* **Entries shown**
# # # #
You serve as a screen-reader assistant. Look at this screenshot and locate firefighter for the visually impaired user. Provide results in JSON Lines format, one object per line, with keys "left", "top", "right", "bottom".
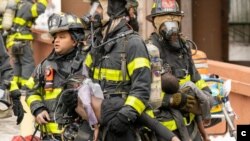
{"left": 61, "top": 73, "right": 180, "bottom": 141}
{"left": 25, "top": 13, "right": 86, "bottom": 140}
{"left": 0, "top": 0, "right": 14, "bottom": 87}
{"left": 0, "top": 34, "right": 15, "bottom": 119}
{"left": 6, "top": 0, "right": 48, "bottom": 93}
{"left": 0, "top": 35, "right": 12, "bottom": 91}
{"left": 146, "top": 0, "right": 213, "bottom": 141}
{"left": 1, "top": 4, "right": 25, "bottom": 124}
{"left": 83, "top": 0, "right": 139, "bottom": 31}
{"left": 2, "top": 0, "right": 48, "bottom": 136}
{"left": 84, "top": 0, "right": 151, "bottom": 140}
# # # #
* **Exercise requirements**
Only the pictures are to be left out; restate everything else in the listing word for word.

* **Answer box**
You serve as a screen-reader assistant. Look at this screenshot and locate firefighter for the visually impaired user. Provide results in JSON Lines format, one object per line, with keys "left", "top", "right", "bottom".
{"left": 61, "top": 73, "right": 180, "bottom": 141}
{"left": 25, "top": 13, "right": 86, "bottom": 140}
{"left": 0, "top": 0, "right": 14, "bottom": 87}
{"left": 0, "top": 34, "right": 15, "bottom": 119}
{"left": 6, "top": 0, "right": 48, "bottom": 93}
{"left": 0, "top": 35, "right": 12, "bottom": 91}
{"left": 146, "top": 0, "right": 213, "bottom": 141}
{"left": 1, "top": 4, "right": 25, "bottom": 124}
{"left": 83, "top": 0, "right": 139, "bottom": 31}
{"left": 2, "top": 0, "right": 48, "bottom": 136}
{"left": 84, "top": 0, "right": 151, "bottom": 140}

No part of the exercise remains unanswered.